** Start of Source text **

Sawgrass’s Virtuoso VJ628 is based on a Mutoh engine, modified to run Sawgrass’s own sublimation inks
Decorating solid objects by direct or transfer printing has a long history. Digitally printed transfers with dye sublimation inks offer a range of add-on possibilities that can be tested quite cheaply, says Simon Eccles.
Dye sublimation offers bright, colourful and permanent water-based inks that can be run in more-or-less standard inkjet printers of all sizes to enable printing onto a range of suitably prepared hard objects. It’s a very easy market to enter, with low cost desktop printers and heat presses readily available from specialist dealers such as i-Sub, Nova Chrome, themagictouch and Charterhouse Xpres. They sell hardware, consumables and specially coated blank materials to decorate. Once you’ve established a market you can easily scale up with larger printers and presses.

** End of Source text **

__Work to do__.
(a) In the dye sublimation article, which manufacturer's engine is the Virtuoso VJ628 based on?
(b) Pick up the dye sublimation article after its final sentence and continue it in the same style.

** Start of Data provided **

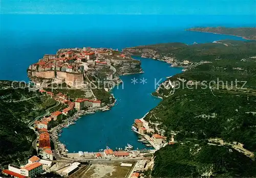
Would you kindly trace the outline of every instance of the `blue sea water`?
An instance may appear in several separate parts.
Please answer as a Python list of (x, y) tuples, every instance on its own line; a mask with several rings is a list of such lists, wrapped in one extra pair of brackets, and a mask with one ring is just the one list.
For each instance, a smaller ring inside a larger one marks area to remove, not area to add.
[[(0, 80), (28, 81), (26, 69), (45, 54), (60, 48), (83, 46), (118, 48), (169, 42), (191, 44), (242, 38), (188, 32), (194, 27), (255, 27), (250, 15), (129, 15), (1, 14)], [(114, 88), (117, 105), (110, 111), (83, 117), (65, 129), (61, 140), (70, 151), (97, 151), (108, 144), (135, 147), (143, 145), (131, 131), (134, 119), (156, 106), (160, 99), (152, 96), (155, 78), (181, 72), (166, 63), (140, 59), (144, 73), (122, 76), (123, 90)], [(131, 83), (144, 78), (145, 85)]]

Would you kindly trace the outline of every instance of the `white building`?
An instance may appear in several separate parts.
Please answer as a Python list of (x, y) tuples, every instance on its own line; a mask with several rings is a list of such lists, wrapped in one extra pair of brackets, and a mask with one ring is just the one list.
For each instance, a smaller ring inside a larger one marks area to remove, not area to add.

** End of Data provided **

__The replies__.
(a) A Mutoh engine.

(b)
Ingrid Van Loocke, channel marketing manager at ink and small format dye-sub printer vendor Sawgrass, says, ‘There are lots of applications for sublimated hard signage. On the grand scale of public exhibitions, large panels featuring key images and designs can double as both an aspect of the decor and a communication tool. ChromaLuxe in particular offers aluminium photo panels in sizes up to 1.2 x 2.4m in a variety of finishes.
‘The possibilities are both beautiful and moving. Images can also be sublimated across multiple panels and floating mounts to create a tiled mural effect. Add in creative lighting and you have a spectacular display that gets attention. From stand-up easels for counter displays, wall placards and directives, to mounted menu panels, sandwich boards and table tops, sublimated hard signage offers value in nearly every industry.’
Sawgrass tends to address the small format end of the inks market. For larger, higher volume applications there are three main suppliers: J-tek, Kiian and Sensient.
Ian McDonald, technical support manager at dye sublimation specialist Nova Chrome UK, describes the process: ‘Sublimation onto solid articles relies on the same process as that of textiles and soft signage – with some variation in equipment and processing parameters to account for the differences in target substrate.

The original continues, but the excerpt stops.